▶ THE TASK: Among the records, which lines include "crate"? List them.

▶ DATA SHOWN:
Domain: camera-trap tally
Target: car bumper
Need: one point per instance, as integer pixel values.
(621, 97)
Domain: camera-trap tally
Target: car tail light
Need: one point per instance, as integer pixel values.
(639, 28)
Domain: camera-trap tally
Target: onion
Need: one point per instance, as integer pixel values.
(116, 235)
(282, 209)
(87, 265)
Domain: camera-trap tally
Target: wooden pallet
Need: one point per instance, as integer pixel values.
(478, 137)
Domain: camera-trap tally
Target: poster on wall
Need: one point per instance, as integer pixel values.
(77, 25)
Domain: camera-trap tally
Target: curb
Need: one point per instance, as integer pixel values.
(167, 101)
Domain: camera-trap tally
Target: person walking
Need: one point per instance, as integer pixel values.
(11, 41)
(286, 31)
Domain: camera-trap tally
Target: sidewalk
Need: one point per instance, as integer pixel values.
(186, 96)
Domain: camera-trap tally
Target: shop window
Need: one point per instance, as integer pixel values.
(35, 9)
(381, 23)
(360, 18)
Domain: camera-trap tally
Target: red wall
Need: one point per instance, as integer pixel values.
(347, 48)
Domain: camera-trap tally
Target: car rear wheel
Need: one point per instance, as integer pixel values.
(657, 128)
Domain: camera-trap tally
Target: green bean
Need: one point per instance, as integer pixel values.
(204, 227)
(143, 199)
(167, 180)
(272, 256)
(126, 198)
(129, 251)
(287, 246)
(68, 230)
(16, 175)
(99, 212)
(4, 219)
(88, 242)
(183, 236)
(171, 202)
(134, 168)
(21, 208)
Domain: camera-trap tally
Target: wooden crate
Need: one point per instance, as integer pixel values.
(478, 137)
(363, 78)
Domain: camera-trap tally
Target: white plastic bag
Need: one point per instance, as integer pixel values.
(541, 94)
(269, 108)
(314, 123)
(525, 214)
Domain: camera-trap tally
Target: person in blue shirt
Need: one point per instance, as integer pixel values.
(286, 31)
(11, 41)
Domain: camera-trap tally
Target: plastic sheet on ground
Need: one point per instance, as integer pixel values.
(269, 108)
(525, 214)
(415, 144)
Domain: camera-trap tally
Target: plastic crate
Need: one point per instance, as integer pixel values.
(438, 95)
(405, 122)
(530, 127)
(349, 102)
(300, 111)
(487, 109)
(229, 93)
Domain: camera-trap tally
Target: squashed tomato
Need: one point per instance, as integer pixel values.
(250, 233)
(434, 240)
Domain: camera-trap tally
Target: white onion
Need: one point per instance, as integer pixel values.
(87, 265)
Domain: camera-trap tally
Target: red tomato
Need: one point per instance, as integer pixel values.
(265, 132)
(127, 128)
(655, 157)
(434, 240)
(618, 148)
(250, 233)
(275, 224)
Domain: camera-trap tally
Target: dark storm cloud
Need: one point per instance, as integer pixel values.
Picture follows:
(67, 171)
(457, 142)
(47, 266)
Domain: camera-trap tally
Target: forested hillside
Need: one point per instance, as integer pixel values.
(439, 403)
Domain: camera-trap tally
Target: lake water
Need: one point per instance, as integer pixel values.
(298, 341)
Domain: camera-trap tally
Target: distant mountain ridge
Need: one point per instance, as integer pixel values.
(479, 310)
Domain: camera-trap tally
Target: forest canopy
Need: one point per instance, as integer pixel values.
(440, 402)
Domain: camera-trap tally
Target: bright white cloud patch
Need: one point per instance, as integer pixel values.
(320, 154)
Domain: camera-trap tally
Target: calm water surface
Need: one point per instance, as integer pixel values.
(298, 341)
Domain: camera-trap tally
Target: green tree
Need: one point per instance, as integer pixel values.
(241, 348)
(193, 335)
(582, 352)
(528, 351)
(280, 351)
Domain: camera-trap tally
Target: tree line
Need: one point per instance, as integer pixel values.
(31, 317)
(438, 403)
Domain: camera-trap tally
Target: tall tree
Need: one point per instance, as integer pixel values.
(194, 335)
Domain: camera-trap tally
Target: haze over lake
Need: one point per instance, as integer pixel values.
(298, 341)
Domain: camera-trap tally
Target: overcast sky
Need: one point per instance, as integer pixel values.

▶ WRITTEN ANSWER:
Target: wooden crate
Target: plastic crate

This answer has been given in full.